-- Start Document extract --

= Victor Wallace Germains =

English writer

Victor Wallace Germains (8 May 1888 – 1974) was an English writer. He wrote several books on the military and foreign policy, including on Kitchener and Churchill.

Germains was born in the Fulham district of London, the son of inventor Aaron Simon "Adolph" Zalkin Germains, a Jewish emigrant from the Russian Empire. His mother was Emma Annie Levetus of Birmingham, daughter of a Moldavian Jewish emigrant, and sister of the writer Amelia Sarah Levetus.

In 1954, Germains wrote Crusoe Warburton, a lost world novel.

During World War I, Germains served as a spy in Austria.

He died in 1974 in South Africa.

==Writings==
As a military writer, Germains was classed by Michael Howard with Bernard Acworth and Lionel Charlton as a lesser figure typical of his time.

===Books===
- The Struggle for Bread, 1913 (a reply under the pseudonym "Rifleman" to Norman Angell's The Great Illusion (1910).

-- End Document extract --
-- Start Material supplied --

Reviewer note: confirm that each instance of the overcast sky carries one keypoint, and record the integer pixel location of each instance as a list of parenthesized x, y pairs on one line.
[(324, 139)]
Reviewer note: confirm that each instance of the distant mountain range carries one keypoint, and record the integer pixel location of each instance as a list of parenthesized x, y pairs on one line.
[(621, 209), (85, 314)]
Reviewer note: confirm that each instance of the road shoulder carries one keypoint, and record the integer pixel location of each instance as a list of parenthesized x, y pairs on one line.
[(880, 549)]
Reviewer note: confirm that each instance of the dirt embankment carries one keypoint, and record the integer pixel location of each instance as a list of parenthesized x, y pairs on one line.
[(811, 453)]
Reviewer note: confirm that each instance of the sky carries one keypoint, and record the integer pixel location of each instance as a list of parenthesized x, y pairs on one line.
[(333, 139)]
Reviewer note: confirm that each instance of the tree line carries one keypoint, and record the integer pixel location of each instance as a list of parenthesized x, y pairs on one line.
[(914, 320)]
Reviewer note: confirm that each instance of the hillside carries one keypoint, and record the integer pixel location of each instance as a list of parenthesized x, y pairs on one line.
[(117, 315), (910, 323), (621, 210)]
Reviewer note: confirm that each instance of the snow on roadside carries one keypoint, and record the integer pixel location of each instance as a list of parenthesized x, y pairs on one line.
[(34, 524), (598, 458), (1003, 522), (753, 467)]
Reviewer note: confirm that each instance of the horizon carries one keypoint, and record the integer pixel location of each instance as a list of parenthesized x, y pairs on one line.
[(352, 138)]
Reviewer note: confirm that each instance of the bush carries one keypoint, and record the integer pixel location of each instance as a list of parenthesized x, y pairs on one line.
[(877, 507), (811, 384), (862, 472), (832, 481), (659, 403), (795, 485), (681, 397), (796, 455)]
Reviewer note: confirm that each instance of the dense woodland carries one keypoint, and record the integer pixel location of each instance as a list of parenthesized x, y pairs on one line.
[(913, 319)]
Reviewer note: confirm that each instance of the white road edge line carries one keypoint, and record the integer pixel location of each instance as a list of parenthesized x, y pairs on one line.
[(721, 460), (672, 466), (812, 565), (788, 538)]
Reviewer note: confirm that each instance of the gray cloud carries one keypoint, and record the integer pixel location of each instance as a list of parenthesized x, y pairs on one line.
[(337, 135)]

-- End Material supplied --

» Work to do:
1 – Copy the stretch of the Germains article from "Victor Wallace Germains (8" through "of his time.".
2 – According to the Germains article, in which country did Germains serve as a spy during World War I?
The material is separate from the Germains article.

» Written answers:
1 –
Victor Wallace Germains (8 May 1888 – 1974) was an English writer. He wrote several books on the military and foreign policy, including on Kitchener and Churchill.

Germains was born in the Fulham district of London, the son of inventor Aaron Simon "Adolph" Zalkin Germains, a Jewish emigrant from the Russian Empire. His mother was Emma Annie Levetus of Birmingham, daughter of a Moldavian Jewish emigrant, and sister of the writer Amelia Sarah Levetus.

In 1954, Germains wrote Crusoe Warburton, a lost world novel.

During World War I, Germains served as a spy in Austria.

He died in 1974 in South Africa.

==Writings==
As a military writer, Germains was classed by Michael Howard with Bernard Acworth and Lionel Charlton as a lesser figure typical of his time.

2 – Austria.